REQUEST:
From the tablers code example, pull out the passage that starts with "from tablers import" and goes on through "find_tables(page=None, extract_text=False, tf_settings=settings)", copied word for word.

GIVEN TEXT:
^^^^^^^^^^^^^^^^
Example with explicit edges (no page required):

from tablers import Edge, TfSettings, find_tables

h_edges = [Edge("h", 0.0, 0.0, 100.0, 0.0), Edge("h", 0.0, 100.0, 100.0, 100.0)]
v_edges = [Edge("v", 0.0, 0.0, 0.0, 100.0), Edge("v", 100.0, 0.0, 100.0, 100.0)]

settings = TfSettings(
    horizontal_strategy="explicit",
    vertical_strategy="explicit",
    explicit_h_edges=h_edges,
    explicit_v_edges=v_edges,
)

tables = find_tables(page=None, extract_text=False, tf_settings=settings)

find_all_cells_bboxes#

Find all table cell bounding boxes in a PDF page or from explicit edges.
^^^^^^^^^^^^^^^^
EXCERPTED DATA:
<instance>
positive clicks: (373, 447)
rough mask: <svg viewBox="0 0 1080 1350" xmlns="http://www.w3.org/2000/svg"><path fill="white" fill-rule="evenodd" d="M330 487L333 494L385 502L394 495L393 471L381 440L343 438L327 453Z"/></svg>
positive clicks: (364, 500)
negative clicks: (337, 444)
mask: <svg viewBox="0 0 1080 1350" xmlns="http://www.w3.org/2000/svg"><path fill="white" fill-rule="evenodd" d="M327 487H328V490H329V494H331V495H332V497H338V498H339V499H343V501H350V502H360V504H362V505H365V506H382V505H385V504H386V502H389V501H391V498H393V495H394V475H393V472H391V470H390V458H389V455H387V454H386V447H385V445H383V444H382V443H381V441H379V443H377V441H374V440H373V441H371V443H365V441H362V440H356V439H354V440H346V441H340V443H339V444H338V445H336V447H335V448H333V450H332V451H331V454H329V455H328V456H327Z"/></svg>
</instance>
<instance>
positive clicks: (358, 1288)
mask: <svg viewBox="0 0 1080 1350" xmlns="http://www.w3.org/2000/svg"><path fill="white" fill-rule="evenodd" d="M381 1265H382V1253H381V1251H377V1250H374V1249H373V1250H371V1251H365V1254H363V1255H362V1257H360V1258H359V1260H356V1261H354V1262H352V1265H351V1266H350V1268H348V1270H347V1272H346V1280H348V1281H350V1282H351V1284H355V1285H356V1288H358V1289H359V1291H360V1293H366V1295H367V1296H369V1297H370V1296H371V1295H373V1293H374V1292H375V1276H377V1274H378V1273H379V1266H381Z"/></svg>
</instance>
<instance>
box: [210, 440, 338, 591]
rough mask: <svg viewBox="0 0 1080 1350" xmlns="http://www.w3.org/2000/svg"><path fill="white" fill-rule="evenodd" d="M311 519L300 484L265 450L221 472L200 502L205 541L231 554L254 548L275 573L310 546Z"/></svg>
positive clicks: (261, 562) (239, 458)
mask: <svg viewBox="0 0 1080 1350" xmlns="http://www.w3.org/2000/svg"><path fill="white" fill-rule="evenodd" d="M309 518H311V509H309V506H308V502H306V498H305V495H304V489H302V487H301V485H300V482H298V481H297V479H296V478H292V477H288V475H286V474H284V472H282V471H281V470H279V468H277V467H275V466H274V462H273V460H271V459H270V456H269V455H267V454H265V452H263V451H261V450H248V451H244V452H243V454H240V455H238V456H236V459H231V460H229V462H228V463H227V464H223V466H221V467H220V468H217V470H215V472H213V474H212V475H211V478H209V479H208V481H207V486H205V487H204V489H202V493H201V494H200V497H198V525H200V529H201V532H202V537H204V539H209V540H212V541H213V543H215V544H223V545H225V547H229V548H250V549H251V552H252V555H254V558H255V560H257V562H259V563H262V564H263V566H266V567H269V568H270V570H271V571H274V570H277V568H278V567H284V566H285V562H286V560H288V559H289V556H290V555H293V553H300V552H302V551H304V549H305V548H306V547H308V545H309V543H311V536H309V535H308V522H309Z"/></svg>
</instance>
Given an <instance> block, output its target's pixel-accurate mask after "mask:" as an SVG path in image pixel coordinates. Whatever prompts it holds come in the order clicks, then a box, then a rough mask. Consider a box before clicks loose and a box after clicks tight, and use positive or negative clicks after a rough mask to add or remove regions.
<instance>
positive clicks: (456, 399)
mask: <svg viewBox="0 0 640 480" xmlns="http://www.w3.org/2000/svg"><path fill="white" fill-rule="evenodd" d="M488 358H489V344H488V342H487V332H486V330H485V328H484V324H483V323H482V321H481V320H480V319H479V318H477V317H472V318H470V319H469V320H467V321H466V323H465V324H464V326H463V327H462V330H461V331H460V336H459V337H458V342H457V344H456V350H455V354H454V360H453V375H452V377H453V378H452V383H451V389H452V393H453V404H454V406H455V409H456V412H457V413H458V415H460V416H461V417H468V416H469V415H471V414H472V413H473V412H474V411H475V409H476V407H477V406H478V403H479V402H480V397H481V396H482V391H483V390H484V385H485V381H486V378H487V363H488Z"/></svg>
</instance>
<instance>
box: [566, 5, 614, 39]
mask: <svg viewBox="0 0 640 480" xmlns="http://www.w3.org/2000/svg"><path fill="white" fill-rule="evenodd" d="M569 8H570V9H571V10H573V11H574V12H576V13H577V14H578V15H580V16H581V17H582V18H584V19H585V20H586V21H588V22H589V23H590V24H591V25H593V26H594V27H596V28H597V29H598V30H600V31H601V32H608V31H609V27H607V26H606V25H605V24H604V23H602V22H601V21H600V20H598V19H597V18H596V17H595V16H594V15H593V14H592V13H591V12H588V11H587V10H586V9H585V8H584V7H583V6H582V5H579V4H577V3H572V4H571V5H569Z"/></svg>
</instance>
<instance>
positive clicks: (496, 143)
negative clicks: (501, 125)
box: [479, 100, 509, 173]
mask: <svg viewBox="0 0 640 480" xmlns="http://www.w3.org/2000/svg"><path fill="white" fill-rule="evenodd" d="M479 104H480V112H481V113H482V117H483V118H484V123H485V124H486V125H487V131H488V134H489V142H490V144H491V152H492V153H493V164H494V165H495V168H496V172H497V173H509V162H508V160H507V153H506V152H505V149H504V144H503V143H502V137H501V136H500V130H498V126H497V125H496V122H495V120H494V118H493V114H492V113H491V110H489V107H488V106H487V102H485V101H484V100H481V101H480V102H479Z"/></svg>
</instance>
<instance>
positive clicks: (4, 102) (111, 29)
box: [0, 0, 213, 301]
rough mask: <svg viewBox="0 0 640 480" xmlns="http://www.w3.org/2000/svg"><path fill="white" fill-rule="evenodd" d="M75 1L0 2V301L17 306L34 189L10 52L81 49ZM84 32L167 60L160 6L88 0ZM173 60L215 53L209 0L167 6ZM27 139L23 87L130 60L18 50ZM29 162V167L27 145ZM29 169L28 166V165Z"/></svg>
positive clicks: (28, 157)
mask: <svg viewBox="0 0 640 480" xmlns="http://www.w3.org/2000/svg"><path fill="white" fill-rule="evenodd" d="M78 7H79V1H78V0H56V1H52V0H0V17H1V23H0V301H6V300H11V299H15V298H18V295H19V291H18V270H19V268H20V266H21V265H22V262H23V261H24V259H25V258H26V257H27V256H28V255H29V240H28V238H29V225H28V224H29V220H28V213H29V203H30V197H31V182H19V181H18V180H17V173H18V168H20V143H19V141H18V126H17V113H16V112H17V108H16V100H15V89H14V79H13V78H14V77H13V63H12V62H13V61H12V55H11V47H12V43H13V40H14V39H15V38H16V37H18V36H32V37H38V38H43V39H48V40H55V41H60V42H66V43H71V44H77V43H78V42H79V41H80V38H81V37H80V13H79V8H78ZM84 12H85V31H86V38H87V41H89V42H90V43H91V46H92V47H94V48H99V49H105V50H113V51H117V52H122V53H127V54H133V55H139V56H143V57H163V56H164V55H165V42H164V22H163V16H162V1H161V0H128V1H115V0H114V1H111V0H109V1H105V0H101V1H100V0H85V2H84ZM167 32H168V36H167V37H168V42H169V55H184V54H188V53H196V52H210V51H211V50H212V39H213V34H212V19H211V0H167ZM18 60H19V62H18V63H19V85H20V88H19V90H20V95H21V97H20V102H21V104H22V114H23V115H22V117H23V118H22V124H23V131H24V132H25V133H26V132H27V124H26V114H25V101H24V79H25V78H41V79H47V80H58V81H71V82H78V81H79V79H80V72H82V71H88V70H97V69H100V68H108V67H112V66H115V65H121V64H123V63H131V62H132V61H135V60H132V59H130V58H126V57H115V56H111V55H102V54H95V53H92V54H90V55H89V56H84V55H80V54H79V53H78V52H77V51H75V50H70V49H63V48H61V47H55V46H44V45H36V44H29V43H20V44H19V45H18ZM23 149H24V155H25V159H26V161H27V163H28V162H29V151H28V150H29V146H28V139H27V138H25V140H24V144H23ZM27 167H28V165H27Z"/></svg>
^^^^^^^^^^^^^^^^
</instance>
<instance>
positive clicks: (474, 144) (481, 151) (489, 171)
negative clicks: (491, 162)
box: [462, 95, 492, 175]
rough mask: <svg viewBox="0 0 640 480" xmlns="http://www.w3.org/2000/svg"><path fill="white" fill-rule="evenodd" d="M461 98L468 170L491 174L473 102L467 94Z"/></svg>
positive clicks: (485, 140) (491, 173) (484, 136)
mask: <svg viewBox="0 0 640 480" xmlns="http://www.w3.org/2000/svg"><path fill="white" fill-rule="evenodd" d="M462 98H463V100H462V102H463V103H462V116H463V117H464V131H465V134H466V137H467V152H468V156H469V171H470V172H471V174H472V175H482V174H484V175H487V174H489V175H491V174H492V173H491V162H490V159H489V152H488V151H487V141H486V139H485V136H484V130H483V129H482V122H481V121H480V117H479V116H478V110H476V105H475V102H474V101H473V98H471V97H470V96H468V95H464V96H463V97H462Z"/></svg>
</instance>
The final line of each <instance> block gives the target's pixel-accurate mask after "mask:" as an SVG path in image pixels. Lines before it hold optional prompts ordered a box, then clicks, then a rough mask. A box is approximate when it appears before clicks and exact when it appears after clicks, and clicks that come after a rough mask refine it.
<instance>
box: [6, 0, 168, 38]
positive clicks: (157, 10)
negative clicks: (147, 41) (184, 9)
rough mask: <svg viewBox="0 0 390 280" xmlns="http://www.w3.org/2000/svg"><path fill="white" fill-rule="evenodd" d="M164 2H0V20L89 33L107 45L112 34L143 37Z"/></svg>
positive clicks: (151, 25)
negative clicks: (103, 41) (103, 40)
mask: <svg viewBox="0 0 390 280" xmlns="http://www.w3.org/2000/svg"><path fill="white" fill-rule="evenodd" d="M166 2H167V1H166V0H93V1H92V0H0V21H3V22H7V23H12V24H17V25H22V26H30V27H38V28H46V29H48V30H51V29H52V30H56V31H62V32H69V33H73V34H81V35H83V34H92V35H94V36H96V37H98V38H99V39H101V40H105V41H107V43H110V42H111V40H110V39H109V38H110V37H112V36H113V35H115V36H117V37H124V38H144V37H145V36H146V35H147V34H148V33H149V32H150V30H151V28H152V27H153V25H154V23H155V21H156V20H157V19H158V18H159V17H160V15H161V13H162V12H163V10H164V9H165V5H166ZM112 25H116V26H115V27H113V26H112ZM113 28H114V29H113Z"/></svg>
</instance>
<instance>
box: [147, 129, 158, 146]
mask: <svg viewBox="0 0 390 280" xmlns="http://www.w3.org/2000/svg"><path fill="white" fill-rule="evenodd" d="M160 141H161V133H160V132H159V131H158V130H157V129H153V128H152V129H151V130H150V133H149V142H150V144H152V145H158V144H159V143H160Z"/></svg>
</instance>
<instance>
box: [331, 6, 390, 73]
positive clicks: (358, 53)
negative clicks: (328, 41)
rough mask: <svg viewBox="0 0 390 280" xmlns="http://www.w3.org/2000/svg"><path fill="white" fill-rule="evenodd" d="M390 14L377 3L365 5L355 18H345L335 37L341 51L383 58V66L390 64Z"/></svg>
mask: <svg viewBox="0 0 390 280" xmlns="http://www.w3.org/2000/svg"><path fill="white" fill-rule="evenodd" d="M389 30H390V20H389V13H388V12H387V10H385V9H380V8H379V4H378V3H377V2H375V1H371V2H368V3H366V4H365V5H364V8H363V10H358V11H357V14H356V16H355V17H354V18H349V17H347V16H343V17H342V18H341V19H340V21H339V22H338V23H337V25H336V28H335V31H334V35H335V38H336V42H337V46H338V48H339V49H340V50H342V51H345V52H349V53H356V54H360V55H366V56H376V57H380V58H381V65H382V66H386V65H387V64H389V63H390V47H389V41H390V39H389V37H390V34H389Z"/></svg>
^^^^^^^^^^^^^^^^
COMPLETED TASK:
from tablers import Edge, TfSettings, find_tables

h_edges = [Edge("h", 0.0, 0.0, 100.0, 0.0), Edge("h", 0.0, 100.0, 100.0, 100.0)]
v_edges = [Edge("v", 0.0, 0.0, 0.0, 100.0), Edge("v", 100.0, 0.0, 100.0, 100.0)]

settings = TfSettings(
    horizontal_strategy="explicit",
    vertical_strategy="explicit",
    explicit_h_edges=h_edges,
    explicit_v_edges=v_edges,
)

tables = find_tables(page=None, extract_text=False, tf_settings=settings)